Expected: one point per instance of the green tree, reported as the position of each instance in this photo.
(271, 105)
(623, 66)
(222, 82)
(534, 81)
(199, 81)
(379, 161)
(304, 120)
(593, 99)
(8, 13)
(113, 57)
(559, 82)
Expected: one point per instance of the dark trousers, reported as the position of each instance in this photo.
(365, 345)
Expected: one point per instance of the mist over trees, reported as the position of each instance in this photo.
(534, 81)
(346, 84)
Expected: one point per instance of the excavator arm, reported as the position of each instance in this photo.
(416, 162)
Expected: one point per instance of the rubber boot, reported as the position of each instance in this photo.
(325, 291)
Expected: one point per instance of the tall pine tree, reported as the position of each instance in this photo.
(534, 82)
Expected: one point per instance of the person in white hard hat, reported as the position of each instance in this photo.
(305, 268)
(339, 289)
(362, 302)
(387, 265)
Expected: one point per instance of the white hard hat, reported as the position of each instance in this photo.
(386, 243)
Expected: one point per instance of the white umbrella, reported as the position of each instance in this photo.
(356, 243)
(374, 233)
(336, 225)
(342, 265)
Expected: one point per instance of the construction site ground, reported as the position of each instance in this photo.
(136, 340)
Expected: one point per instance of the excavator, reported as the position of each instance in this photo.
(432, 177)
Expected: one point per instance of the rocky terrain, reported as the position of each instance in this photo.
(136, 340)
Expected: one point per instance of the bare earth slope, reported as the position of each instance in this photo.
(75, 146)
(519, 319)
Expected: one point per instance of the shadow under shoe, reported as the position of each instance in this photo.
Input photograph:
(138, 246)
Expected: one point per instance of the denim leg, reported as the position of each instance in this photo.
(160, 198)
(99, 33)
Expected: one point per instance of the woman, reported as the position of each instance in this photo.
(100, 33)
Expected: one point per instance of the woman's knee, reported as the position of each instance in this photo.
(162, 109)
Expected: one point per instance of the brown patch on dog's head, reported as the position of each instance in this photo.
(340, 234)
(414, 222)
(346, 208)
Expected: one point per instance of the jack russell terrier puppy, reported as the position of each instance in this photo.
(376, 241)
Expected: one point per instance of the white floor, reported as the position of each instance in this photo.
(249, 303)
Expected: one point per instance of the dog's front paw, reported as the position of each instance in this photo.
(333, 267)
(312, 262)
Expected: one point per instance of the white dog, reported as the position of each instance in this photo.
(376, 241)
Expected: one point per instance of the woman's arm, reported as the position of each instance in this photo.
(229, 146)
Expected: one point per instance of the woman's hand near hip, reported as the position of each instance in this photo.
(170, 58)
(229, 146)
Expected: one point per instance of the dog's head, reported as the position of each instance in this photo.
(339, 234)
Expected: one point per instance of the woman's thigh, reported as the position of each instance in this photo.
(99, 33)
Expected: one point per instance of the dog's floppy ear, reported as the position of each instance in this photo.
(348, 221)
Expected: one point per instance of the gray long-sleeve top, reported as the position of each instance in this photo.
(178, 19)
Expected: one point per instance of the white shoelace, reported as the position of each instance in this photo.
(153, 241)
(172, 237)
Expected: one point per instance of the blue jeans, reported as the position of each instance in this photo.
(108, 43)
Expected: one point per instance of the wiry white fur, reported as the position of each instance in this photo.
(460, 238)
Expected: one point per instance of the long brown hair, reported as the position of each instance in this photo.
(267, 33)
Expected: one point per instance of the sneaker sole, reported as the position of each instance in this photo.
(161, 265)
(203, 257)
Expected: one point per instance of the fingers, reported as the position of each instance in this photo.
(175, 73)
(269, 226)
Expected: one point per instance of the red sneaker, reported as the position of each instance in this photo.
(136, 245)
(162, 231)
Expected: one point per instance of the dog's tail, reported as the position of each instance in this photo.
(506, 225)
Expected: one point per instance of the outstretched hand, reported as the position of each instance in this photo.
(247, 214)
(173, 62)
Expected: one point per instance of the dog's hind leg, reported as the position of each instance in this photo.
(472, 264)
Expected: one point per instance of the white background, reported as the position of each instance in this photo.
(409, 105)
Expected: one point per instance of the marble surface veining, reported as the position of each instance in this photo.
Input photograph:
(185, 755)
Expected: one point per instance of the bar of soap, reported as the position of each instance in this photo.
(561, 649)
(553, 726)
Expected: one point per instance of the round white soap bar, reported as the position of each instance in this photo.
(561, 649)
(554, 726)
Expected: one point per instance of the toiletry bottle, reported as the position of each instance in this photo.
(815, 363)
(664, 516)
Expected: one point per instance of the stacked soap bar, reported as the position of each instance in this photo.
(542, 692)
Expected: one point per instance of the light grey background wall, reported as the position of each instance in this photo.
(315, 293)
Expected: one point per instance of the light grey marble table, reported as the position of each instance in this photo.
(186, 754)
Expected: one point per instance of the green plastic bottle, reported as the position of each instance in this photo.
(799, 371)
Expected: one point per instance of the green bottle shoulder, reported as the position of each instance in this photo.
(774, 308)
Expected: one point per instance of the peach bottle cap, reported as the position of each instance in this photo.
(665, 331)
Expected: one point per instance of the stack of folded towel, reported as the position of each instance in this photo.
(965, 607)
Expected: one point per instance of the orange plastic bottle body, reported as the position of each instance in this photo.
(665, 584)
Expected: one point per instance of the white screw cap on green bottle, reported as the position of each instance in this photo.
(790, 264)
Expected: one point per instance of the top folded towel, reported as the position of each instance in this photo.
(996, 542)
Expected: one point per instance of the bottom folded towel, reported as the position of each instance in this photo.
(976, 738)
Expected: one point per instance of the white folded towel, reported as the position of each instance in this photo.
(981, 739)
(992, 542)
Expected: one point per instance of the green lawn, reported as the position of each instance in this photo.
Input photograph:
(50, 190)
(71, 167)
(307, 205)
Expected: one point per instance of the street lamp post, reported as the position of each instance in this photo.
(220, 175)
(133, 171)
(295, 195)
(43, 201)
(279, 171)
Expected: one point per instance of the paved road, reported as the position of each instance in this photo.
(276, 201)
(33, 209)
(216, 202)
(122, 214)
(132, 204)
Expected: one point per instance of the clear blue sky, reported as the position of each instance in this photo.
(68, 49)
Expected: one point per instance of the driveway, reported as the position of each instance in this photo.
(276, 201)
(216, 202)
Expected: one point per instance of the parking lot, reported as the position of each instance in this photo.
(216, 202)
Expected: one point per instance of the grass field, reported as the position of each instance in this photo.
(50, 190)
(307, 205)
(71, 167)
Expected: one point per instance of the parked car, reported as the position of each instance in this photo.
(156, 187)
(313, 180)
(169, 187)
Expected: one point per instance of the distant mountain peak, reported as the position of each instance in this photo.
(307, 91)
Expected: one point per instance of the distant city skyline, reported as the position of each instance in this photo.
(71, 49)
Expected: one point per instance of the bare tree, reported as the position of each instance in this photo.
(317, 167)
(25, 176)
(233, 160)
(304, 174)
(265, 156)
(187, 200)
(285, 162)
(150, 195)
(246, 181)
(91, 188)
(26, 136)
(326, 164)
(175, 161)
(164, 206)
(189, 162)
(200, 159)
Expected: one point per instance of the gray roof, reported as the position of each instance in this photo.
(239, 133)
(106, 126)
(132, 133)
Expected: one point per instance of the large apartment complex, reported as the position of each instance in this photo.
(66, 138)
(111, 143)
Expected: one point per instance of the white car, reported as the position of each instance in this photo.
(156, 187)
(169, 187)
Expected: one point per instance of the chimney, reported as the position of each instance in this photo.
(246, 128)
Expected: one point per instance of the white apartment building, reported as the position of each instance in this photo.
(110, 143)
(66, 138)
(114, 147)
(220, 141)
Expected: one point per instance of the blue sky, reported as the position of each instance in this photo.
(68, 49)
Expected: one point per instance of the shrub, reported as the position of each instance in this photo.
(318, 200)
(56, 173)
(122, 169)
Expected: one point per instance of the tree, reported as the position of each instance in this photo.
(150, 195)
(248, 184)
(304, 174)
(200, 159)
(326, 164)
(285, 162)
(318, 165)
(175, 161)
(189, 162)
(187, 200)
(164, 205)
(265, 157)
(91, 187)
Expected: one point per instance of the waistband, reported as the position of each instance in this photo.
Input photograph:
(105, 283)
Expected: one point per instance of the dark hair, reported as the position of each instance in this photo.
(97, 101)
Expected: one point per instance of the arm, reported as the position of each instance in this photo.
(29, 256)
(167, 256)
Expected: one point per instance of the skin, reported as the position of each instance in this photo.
================================
Your task is to reproduce, exactly and exclusively, the lines from the one holding "Expected: one point per instance of the waistband, reported" through the final line of the listing.

▸ **Exercise result**
Expected: one point per instance of the waistband, reported as the position of each instance in this photo.
Input photograph:
(105, 283)
Expected: one point per instance of the dark hair, reported as the position of each instance in this photo.
(97, 101)
Expected: one point per instance of the arm, reported as the position of each instance in this photo.
(29, 256)
(167, 256)
Expected: one point per instance of the skin, reported as the position of each instance in this photo.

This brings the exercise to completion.